━━ Supplied records ━━

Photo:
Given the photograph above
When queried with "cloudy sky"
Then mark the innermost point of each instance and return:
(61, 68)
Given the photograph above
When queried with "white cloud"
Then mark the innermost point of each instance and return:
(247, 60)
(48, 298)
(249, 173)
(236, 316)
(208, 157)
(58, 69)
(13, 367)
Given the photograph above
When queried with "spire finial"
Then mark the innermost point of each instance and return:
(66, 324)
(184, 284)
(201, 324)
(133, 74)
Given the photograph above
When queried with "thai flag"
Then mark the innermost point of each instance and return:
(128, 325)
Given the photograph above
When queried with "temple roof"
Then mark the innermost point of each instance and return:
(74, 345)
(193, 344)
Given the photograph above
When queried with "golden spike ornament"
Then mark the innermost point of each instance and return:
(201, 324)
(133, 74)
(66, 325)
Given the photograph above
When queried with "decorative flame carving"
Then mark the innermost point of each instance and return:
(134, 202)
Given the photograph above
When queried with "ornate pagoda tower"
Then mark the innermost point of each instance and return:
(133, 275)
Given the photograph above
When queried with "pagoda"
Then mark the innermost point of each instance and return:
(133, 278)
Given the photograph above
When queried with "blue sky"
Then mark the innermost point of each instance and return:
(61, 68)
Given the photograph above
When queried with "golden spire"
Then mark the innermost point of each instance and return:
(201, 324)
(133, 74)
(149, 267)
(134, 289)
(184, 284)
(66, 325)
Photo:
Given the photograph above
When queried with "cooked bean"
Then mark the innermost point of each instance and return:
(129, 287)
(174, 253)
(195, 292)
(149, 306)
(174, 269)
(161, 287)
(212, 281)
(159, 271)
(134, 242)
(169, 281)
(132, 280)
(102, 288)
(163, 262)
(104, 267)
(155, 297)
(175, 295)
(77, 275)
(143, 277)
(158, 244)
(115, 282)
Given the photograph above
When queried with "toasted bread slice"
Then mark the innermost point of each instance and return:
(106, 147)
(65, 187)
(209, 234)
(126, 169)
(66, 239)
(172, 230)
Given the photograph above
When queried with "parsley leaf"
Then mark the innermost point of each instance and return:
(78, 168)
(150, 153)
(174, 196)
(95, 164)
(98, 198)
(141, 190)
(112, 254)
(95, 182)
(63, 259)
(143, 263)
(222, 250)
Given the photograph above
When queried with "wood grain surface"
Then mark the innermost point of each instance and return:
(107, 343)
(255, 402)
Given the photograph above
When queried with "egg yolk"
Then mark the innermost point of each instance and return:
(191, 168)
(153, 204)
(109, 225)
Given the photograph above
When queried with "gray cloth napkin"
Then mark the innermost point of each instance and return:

━━━

__What to do__.
Output each entry exactly as written, leaving none out.

__Answer for this exercise__.
Photo:
Given the photograph above
When queried with "cloudy sky"
Then mark the innermost point of each instance and return:
(61, 68)
Given the photograph above
When queried with "white cloud"
Then mark the innermost point of each instance and return:
(247, 60)
(48, 298)
(249, 173)
(236, 316)
(208, 157)
(58, 69)
(13, 367)
Given the photograph above
When queried with "spire finial"
Then mark the innermost point of each instance and return:
(66, 324)
(184, 284)
(201, 324)
(133, 74)
Given the photograph above
When queried with "thai flag"
Then mark the innermost point of each instance and return:
(128, 325)
Given the photograph above
When queried with "temple roof"
Then mark the innermost point of each instance and return:
(74, 345)
(193, 344)
Given the photograph above
When queried with "golden spike ornament"
Then mark the innermost point of each instance and return:
(201, 324)
(133, 74)
(66, 325)
Given the photograph above
When queried with "decorative flame carving"
Then mark the innermost point of each instance and return:
(134, 202)
Given the photograph above
When queried with "ornate pagoda tower"
Then mark the innermost point of each instance and return:
(133, 275)
Given the photograph above
When queried with "pagoda"
Then mark the innermost point of each instance and return:
(133, 278)
Given the photograph above
When queried with "blue sky"
Then mark the innermost point of each instance and return:
(61, 68)
Given the photograph above
When queried with "golden spire"
Then mark the innermost point of each instance and return:
(201, 324)
(133, 74)
(149, 267)
(134, 289)
(184, 284)
(66, 325)
Photo:
Given the photograph above
When queried with "cooked bean"
Then mark the innermost point of each instance and return:
(129, 287)
(174, 253)
(195, 292)
(149, 306)
(174, 269)
(161, 287)
(212, 281)
(159, 271)
(134, 242)
(169, 281)
(132, 280)
(102, 288)
(163, 262)
(104, 267)
(155, 297)
(175, 295)
(77, 275)
(143, 277)
(158, 244)
(115, 282)
Given the photograph above
When queried with "toasted bread slice"
Then mark the innermost point of each instance and return:
(106, 147)
(65, 187)
(209, 234)
(126, 169)
(66, 239)
(172, 230)
Given the photograph above
When queried with "parsley leaf"
Then mark the innermost point of each instance and return:
(78, 168)
(150, 153)
(174, 196)
(95, 164)
(98, 198)
(141, 190)
(112, 254)
(95, 182)
(63, 259)
(143, 263)
(222, 250)
Given the photograph above
When queried with "wood grain surface"
Then mark the innermost point of each instance and return:
(107, 343)
(255, 402)
Given the photograph above
When queried with "egg yolk"
Then mark the innermost point of each instance and return:
(191, 168)
(153, 204)
(109, 225)
Given the photograph above
When queried with "gray cloth napkin"
Then mark the innermost point of each instance and return:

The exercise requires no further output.